(Region labeling records)
#####

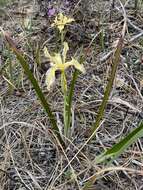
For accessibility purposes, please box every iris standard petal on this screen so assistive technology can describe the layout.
[63,42,69,63]
[44,47,54,66]
[65,58,86,73]
[45,67,56,90]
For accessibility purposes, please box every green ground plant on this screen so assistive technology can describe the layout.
[2,14,143,189]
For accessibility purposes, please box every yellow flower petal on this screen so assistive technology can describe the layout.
[65,58,86,73]
[61,71,67,93]
[44,47,62,66]
[45,67,56,90]
[63,42,69,63]
[44,47,54,66]
[51,13,74,33]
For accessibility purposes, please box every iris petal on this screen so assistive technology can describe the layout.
[65,58,85,73]
[45,67,56,90]
[63,42,69,63]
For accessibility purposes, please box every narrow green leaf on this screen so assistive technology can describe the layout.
[92,38,123,137]
[95,122,143,163]
[4,33,64,144]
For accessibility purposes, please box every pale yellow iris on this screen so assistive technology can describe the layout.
[44,42,85,90]
[51,13,74,33]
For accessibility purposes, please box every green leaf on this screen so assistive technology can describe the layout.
[4,33,64,145]
[95,122,143,164]
[91,37,123,138]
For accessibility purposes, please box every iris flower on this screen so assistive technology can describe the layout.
[44,42,85,92]
[51,13,74,33]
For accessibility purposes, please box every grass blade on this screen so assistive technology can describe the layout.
[4,33,64,144]
[95,121,143,163]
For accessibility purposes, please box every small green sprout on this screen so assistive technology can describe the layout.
[51,13,74,33]
[44,42,85,92]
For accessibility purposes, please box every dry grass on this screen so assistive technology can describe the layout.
[0,0,143,190]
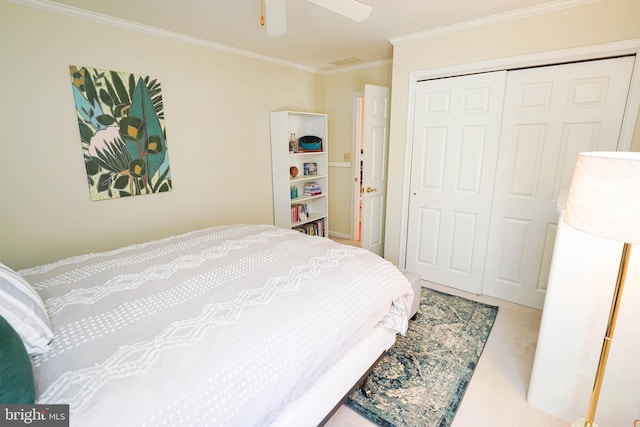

#####

What is needed:
Offset every bounding box coordinate by 112 in the stretch from the start of the rows through the line that contains "[2,14,143,189]", and write those lines out again with their requests. Leave the pictures out of your answer.

Solution to this exercise:
For accessibility purposes, please box every iris standard petal on this screen so assistive technology can describe the layout.
[175,154,181,175]
[156,159,166,178]
[177,170,198,185]
[157,179,168,202]
For accessibility purposes, please box every green ground plant on this screen so assistive technology can describe the layout.
[114,126,255,301]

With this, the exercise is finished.